*** Begin section ***

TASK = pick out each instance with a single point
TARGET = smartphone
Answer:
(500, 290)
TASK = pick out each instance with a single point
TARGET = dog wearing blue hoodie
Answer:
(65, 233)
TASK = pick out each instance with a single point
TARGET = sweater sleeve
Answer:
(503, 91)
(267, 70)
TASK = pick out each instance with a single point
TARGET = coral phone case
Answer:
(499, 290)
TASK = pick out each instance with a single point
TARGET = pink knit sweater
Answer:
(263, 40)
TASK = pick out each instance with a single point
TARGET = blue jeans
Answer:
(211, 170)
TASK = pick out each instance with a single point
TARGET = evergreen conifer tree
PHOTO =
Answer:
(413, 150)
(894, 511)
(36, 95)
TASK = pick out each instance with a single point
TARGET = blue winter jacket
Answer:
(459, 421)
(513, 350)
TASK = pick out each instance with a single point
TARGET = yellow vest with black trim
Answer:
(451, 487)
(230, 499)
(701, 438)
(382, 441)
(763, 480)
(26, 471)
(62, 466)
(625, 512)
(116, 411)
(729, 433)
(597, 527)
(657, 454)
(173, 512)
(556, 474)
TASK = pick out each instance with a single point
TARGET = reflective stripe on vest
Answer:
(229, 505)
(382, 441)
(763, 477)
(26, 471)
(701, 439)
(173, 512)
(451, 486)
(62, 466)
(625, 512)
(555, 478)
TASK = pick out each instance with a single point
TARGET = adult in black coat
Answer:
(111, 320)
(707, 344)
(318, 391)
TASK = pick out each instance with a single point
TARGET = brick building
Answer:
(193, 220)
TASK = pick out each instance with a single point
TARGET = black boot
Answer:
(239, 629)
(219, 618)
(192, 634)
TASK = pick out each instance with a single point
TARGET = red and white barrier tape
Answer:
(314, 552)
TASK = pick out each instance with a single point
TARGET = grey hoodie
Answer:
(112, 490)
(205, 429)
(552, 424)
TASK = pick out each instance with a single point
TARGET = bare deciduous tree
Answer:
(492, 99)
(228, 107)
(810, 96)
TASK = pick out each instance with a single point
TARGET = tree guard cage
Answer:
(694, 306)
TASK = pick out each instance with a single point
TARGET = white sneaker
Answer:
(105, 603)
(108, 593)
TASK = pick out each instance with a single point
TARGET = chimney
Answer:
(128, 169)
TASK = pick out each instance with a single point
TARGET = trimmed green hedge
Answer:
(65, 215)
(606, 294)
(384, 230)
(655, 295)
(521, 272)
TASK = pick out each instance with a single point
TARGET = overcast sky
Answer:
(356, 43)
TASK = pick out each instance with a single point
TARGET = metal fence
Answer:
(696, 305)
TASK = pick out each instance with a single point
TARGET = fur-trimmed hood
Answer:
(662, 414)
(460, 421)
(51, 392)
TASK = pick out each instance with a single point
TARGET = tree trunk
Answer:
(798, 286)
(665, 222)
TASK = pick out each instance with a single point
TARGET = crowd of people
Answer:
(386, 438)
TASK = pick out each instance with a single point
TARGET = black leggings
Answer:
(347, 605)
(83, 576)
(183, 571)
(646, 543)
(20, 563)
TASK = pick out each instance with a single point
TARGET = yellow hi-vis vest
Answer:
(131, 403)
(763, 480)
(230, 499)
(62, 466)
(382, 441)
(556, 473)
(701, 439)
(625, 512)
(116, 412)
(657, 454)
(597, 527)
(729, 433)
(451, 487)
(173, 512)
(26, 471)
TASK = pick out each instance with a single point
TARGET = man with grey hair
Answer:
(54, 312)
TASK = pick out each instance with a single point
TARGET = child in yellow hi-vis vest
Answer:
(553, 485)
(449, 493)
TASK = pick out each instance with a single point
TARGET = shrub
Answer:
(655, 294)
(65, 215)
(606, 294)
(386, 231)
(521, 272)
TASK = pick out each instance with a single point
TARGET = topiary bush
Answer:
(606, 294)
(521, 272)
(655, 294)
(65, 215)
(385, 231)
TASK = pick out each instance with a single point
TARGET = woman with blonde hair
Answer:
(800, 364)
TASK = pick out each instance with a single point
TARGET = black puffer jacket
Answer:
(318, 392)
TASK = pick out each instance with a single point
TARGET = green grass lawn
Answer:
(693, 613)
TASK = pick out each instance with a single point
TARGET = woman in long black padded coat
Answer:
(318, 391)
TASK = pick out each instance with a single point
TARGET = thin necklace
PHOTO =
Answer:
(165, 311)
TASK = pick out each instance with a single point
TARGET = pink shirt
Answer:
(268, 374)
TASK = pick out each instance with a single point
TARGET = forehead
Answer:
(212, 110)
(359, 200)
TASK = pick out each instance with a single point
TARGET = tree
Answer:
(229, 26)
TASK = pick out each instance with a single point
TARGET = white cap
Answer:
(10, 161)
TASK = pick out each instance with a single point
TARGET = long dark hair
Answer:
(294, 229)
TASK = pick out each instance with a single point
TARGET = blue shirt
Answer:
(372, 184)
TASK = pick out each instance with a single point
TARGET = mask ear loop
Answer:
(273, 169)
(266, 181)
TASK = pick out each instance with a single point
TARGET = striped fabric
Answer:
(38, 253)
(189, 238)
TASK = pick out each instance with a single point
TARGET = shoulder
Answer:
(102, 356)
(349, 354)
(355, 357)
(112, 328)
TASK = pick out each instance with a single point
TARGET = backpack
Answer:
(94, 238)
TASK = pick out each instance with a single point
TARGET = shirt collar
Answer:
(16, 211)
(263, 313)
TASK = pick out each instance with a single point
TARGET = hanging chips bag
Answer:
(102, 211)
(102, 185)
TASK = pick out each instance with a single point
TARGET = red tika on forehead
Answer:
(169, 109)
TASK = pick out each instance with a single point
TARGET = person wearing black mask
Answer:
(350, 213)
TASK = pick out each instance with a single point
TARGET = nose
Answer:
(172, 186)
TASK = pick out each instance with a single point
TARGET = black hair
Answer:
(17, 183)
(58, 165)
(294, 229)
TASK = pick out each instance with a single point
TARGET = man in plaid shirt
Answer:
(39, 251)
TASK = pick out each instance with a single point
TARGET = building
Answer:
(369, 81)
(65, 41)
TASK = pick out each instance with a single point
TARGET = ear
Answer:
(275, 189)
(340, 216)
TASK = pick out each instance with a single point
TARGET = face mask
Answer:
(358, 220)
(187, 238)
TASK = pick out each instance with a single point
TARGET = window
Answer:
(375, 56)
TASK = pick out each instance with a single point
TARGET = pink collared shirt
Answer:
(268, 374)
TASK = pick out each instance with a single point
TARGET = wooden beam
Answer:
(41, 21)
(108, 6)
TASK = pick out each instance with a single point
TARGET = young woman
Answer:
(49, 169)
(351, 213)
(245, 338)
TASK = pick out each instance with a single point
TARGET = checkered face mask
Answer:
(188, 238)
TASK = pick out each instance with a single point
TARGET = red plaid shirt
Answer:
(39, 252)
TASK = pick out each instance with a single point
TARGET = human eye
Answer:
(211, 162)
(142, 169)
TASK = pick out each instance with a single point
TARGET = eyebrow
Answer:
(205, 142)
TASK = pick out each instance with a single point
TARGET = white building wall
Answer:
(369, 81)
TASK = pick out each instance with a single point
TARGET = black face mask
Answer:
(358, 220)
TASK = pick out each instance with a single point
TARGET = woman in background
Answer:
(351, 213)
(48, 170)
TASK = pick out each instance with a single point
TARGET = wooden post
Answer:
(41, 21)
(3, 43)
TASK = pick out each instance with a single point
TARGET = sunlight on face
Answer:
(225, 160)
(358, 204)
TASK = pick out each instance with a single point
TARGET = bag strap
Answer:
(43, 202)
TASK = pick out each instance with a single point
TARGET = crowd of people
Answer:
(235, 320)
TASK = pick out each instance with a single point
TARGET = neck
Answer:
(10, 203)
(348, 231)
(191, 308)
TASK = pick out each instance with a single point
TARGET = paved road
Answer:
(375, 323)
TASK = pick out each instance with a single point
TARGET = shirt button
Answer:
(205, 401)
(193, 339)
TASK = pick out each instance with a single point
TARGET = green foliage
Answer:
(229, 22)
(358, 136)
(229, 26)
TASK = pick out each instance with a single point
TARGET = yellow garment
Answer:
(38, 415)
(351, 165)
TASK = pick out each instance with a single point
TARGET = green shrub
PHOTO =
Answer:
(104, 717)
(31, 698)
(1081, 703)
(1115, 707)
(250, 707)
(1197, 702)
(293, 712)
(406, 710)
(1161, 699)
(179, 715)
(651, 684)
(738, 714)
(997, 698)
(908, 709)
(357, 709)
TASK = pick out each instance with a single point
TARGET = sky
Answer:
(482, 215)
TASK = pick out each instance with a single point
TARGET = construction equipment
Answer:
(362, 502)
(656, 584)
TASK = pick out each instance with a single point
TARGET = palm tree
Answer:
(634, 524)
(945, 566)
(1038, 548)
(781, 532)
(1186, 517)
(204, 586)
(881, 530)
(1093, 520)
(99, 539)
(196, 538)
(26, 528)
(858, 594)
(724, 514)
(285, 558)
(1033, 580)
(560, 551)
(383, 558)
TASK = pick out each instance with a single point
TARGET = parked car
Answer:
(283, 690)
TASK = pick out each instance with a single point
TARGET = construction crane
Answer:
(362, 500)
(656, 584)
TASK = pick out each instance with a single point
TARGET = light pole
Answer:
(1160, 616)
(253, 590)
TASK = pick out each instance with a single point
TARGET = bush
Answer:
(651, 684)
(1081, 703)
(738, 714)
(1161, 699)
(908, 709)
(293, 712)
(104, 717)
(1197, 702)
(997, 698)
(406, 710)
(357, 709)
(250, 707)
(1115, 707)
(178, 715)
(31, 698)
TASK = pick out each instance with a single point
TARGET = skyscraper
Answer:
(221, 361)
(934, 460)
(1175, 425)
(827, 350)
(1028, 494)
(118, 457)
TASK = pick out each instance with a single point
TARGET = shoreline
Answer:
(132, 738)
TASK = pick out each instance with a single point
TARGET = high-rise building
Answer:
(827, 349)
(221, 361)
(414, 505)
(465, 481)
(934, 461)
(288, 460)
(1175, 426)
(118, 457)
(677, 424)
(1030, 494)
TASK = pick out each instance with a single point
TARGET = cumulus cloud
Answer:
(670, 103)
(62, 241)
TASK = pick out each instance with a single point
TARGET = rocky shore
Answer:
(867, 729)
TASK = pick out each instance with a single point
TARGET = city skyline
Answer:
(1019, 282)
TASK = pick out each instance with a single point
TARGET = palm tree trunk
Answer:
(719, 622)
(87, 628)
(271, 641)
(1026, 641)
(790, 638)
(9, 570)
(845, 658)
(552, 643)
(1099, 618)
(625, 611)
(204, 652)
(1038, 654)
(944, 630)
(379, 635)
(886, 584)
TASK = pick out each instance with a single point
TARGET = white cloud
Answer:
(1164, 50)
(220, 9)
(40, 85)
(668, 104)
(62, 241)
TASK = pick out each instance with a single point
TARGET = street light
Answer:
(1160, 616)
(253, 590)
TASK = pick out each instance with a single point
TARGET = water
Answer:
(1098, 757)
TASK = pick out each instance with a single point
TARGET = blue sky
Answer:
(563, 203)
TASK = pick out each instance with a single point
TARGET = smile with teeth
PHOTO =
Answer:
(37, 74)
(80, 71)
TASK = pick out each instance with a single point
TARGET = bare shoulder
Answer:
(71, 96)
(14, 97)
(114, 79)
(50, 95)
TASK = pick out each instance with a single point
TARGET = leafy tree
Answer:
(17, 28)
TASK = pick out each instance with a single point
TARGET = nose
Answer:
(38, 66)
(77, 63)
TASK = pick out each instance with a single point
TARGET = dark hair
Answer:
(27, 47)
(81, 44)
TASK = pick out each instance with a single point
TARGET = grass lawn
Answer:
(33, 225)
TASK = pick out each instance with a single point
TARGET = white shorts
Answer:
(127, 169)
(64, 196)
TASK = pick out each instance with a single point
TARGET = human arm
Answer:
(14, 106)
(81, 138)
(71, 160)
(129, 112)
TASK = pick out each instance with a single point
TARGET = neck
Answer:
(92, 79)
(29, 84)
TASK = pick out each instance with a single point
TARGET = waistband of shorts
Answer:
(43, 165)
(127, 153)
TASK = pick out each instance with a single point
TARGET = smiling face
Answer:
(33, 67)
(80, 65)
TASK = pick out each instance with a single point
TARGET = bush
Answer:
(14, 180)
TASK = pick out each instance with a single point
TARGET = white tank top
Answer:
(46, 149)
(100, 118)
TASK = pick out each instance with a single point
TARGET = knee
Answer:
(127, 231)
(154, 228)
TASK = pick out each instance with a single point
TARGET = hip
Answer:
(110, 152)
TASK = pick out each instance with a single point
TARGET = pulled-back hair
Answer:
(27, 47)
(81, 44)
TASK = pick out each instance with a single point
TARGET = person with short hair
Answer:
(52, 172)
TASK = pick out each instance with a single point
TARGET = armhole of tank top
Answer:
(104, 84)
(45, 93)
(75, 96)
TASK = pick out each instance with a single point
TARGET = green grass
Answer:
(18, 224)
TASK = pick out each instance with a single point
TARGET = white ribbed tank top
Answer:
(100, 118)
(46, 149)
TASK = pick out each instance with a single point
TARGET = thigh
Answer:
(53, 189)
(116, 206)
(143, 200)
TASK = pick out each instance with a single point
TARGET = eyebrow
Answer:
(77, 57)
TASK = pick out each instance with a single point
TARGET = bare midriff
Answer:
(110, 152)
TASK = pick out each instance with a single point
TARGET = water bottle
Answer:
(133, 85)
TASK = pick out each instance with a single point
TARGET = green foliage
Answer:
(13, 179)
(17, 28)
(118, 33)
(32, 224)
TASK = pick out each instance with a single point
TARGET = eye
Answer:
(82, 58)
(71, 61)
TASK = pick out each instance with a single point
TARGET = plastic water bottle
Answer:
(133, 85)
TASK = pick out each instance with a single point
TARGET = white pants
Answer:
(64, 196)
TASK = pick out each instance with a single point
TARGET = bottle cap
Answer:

*** End section ***

Directions for this task: Could you set down, exactly as written, the lines above between the one holding "TARGET = dark hair" and the one holding "TARGET = armhole of tank top", inclusive, and nothing more?

Output below:
TARGET = dark hair
Answer:
(27, 47)
(81, 44)
TASK = pick out each instance with a single point
TARGET = grass lawn
Answer:
(33, 225)
TASK = pick out each instance with a single point
TARGET = white shorts
Answer:
(127, 169)
(64, 196)
TASK = pick out each instance with a single point
TARGET = human arm
Answer:
(14, 106)
(81, 138)
(71, 160)
(129, 112)
TASK = pick out each instance with a single point
TARGET = neck
Answer:
(92, 79)
(29, 84)
TASK = pick out each instance with a single point
TARGET = waistband of shorts
Answer:
(43, 165)
(127, 153)
TASK = pick out each instance with a single point
TARGET = smiling face
Answer:
(33, 67)
(80, 65)
TASK = pick out each instance with a single point
TARGET = bush
Answer:
(14, 180)
TASK = pick out each instance with a single point
TARGET = white tank top
Answer:
(46, 149)
(100, 118)
TASK = pick out each instance with a single point
TARGET = knee
Answer:
(127, 231)
(154, 228)
TASK = pick out each instance with a single point
TARGET = hip
Answer:
(110, 152)
TASK = pick out each instance with a single point
TARGET = pulled-back hair
Answer:
(27, 47)
(81, 44)
TASK = pick out each instance with a single point
TARGET = person with short hair
Answer:
(52, 172)
TASK = pick out each instance with a single point
TARGET = armhole of tank top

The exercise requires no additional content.